Extracted data:
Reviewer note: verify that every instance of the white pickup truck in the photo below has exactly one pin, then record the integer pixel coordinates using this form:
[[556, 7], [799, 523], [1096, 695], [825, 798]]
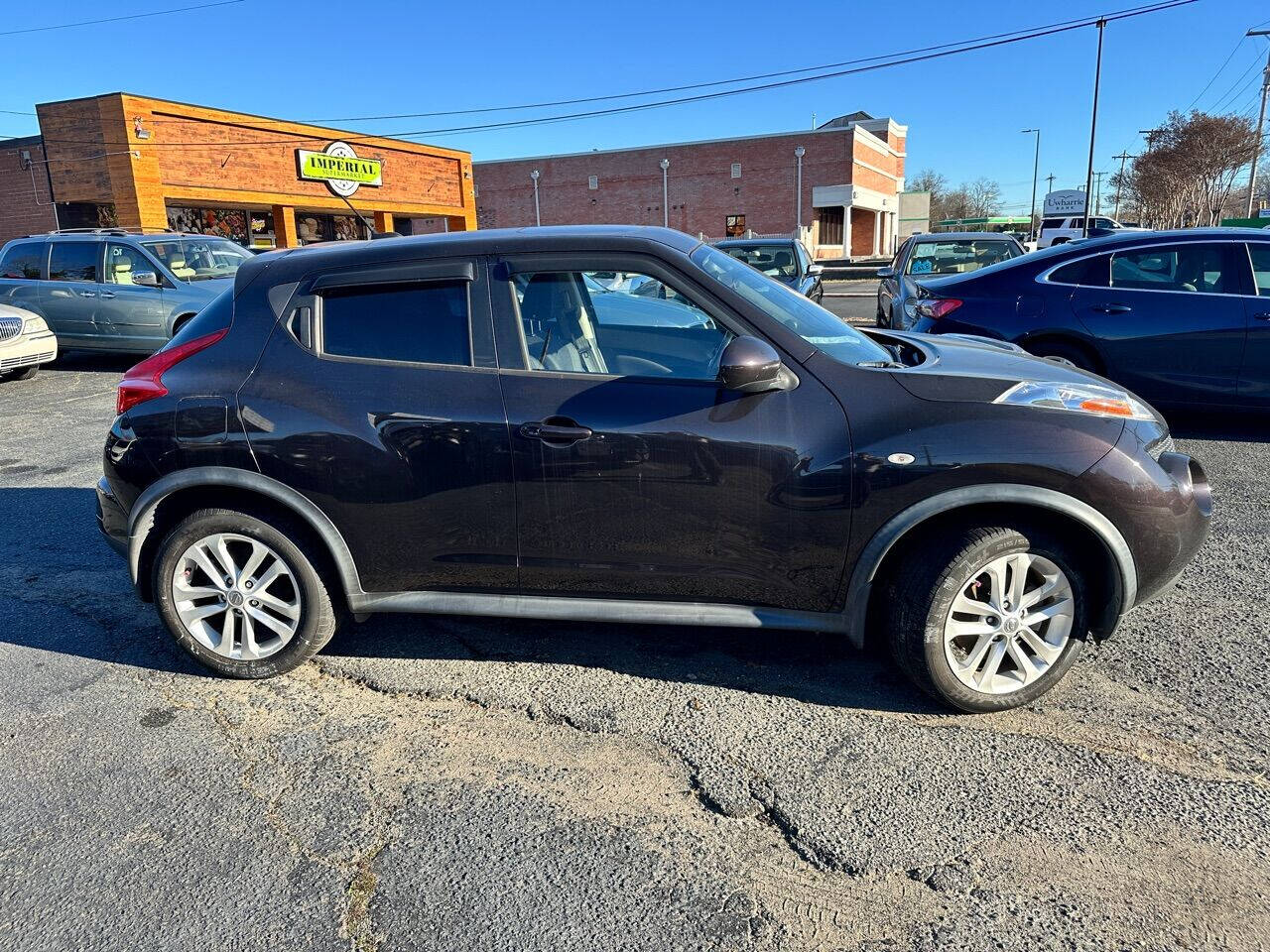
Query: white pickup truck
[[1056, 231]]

--

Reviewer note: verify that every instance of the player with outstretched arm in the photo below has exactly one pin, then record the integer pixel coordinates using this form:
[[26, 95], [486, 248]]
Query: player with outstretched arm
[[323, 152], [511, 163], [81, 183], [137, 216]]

Exercise objective: Bring together each line above where the string "every" turns up.

Solution to this problem:
Reviewer note: verify that every instance of the white pickup truck in the photo below has exactly one pin, then record the integer pixel coordinates using this form:
Reviewer note: verify that every instance of the player with outstretched arm in the photo below has exactly one pin, then record the integer pixel coordinates using this form:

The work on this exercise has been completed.